The task
Report every line of the items that contains the word "conifer", matching case exactly.
BEGIN Exercise material
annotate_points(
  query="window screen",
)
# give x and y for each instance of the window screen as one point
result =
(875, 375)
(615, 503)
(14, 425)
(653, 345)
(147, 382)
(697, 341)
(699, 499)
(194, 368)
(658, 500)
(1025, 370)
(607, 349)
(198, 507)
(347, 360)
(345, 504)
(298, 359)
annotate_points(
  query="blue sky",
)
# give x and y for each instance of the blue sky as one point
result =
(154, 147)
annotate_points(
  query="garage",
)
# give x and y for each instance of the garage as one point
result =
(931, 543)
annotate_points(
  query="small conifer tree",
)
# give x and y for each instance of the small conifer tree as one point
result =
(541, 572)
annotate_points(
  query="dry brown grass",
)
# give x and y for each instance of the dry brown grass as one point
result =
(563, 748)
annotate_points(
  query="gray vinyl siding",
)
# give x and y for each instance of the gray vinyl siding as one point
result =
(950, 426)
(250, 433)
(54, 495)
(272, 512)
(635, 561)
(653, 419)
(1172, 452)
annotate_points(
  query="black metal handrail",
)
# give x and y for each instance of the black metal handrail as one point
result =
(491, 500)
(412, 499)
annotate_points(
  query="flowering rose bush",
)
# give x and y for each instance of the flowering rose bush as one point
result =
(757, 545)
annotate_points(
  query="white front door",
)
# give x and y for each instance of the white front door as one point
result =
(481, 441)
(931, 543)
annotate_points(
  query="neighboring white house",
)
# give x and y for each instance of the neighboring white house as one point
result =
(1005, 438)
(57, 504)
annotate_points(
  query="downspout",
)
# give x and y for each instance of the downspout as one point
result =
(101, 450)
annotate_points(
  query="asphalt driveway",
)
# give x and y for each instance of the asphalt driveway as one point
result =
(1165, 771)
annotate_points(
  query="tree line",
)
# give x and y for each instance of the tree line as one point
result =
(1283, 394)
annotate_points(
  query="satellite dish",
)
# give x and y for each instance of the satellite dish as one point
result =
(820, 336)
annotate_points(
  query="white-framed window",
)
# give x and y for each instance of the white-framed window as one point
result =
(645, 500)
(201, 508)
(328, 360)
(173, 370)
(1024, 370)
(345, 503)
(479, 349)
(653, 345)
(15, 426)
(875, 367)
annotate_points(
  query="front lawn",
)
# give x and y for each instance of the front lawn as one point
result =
END Exercise material
Full response
  query="small conifer tree",
# give x and y for each instance of the small conifer tree as one point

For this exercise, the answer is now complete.